_記述問題 1_
旅のブログ記事で、宇和島のとんでもなく美味しいものとして挙げられている食べ物は何か答えなさい。
_記述問題 2_
レコードのうち、「Task: place one keypoint on every instance of the camouflage」を含む行から「Task: place one keypoint on every instance of the man in」を含む行までを、両端の行も含めてそのまま書き写しなさい。

_参照テキスト_
---
雨水ブログ「旅の珈琲・四国編2」
どうも雨水です。
初回は四国は宿毛の、とんでもないオーラ的な何かを持った珈琲カップの話でしたね。今回はその続きです。
さて前回の投稿後、そもそもお前はどこから急に高知に湧いて出たんだ、と言うご指摘を頂戴しまして、これはどうもすみません、旅の行程はざっとこんな感じを目論んでおりました。
東京港⇨フェリー⇨徳島⇨室戸岬⇨高知桂浜⇨足摺岬⇨愛媛宇和島⇨佐田岬
こんな感じでした。
前回はちょうどその真ん中から書き始めたわけです。唐突に。
まあまた一から書くのもあれなんで、時間空間を自由自在に行き来して書いていくのでどうぞよろしくお願いします。
で、前回の続き。
そんなこんなで私は愛媛は宇和島に向かったわけです。
宇和島と言うのは、私はまるで縁もゆかりもなくて家系を何代遡ってみても宇和島の血は一滴も流れてないと思いますけど、今となっては特別な思いがありますね。感慨深いです。宇和島はじゃこ天が美味しいですね。じゃこ天がとんでもなく美味い、それが宇和島です。あと宇和島城がありますね。お城です。熱海城と同じあのお城です。
さて、この旅のさらに数年前に一度宇和島へ行ったことがあったんです。
---
_演習データ_
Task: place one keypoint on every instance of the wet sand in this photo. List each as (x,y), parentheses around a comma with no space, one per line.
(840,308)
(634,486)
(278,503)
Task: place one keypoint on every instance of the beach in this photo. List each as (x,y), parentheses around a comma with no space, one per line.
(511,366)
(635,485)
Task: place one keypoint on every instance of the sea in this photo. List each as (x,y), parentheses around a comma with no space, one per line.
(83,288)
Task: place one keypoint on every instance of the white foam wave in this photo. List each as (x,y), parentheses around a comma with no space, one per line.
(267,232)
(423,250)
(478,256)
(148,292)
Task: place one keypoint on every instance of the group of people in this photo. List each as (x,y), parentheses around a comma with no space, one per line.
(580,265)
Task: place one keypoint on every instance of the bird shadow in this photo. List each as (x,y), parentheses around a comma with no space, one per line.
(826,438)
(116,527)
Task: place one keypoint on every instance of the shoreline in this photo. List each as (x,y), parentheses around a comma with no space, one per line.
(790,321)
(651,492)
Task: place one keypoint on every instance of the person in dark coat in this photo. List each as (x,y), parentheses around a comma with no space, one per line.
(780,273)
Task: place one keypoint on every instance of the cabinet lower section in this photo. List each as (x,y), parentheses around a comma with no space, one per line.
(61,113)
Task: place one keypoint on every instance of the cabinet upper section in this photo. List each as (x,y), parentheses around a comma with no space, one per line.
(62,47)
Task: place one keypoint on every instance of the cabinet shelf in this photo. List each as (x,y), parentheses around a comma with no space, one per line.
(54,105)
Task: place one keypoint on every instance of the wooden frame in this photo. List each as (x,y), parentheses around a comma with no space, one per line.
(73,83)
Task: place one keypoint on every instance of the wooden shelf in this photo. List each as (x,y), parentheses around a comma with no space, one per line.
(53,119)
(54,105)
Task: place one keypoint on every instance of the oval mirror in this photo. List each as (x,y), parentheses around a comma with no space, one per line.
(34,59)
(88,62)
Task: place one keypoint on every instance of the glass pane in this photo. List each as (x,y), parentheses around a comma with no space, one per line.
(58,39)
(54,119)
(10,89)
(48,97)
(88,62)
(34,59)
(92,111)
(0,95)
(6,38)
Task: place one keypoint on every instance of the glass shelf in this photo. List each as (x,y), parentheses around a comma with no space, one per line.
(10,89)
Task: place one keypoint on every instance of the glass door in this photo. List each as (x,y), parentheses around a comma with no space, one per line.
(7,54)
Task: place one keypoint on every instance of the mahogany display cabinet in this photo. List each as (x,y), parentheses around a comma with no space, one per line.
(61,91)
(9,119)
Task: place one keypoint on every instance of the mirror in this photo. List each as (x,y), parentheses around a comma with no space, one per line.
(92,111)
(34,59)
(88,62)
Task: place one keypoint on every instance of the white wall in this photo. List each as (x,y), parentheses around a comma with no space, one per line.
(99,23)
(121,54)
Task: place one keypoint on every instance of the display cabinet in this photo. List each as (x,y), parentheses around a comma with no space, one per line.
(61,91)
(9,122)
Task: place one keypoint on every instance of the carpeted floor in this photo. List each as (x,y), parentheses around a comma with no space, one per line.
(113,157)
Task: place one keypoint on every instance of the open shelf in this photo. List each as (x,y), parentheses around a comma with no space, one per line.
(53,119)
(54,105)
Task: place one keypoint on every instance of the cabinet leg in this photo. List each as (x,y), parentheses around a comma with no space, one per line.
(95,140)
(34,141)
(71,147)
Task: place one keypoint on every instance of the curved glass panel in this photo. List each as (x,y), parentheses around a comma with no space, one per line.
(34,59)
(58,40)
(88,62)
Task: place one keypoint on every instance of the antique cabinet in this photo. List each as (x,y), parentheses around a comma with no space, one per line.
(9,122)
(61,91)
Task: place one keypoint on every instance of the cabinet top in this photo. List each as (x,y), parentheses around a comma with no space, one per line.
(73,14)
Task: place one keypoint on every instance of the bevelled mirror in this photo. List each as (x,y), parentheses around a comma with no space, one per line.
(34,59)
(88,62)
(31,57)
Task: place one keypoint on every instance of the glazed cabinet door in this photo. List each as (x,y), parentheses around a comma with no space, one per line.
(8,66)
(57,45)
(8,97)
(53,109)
---
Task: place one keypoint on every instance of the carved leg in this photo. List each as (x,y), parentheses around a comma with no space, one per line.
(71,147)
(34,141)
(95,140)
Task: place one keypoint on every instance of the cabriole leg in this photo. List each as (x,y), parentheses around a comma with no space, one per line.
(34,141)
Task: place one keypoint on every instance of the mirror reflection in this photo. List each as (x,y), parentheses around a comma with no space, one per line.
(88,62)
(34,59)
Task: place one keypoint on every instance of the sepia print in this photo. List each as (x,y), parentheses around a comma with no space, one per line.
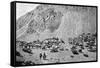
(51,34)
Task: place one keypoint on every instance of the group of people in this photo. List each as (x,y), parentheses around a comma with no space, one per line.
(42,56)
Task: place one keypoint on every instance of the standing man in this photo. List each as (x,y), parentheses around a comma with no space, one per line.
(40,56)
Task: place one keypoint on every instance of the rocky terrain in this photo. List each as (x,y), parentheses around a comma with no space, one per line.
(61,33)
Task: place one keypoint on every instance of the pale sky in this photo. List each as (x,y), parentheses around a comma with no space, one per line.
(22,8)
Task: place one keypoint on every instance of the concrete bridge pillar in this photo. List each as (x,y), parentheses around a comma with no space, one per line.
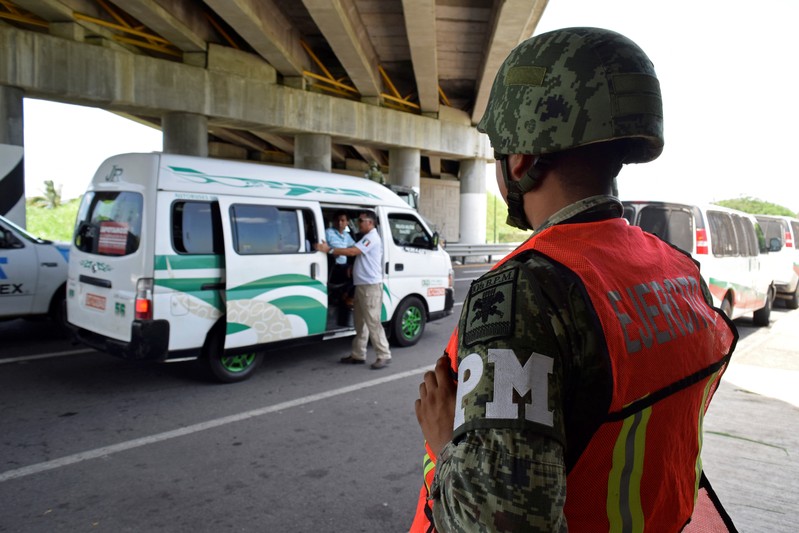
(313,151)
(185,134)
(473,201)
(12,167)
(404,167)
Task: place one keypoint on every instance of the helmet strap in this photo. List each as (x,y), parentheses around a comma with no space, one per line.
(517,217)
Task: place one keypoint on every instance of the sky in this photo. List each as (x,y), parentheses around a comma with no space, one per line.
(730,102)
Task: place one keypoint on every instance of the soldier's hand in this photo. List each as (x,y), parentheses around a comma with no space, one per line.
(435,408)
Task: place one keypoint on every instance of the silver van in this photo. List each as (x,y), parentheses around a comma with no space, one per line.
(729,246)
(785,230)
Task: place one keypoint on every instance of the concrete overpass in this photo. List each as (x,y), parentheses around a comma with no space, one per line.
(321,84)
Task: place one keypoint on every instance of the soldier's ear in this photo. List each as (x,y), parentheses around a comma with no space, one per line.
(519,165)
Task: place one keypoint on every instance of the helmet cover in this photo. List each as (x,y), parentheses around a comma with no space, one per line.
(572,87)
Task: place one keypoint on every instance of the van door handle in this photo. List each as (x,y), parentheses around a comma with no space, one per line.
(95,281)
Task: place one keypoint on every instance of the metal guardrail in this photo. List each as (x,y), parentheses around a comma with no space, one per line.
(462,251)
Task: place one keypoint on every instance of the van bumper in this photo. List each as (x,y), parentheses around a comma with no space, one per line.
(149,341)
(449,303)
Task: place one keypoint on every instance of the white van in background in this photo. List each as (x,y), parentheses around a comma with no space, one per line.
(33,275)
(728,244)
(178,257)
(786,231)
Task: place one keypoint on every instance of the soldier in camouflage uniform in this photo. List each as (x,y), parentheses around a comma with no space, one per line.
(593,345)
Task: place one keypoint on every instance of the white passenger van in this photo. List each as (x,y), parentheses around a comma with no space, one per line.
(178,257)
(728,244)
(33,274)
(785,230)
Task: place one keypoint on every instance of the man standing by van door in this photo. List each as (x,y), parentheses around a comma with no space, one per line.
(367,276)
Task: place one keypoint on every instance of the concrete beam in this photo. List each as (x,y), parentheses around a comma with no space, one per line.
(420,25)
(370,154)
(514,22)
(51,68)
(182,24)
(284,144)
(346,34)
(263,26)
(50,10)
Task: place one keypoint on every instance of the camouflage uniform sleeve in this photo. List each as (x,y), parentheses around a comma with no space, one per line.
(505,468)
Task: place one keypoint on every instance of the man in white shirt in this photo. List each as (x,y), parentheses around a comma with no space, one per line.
---
_正答 1_
じゃこ天

_正答 2_
Task: place one keypoint on every instance of the camouflage uniform sleeve in this photo. List each as (x,y), parentheses around a comma with no space, one per line.
(505,468)
Task: place one keypoint on every instance of the man in white shirt in this photo. List each as (x,y), parentheses around a comma with no space, one per line.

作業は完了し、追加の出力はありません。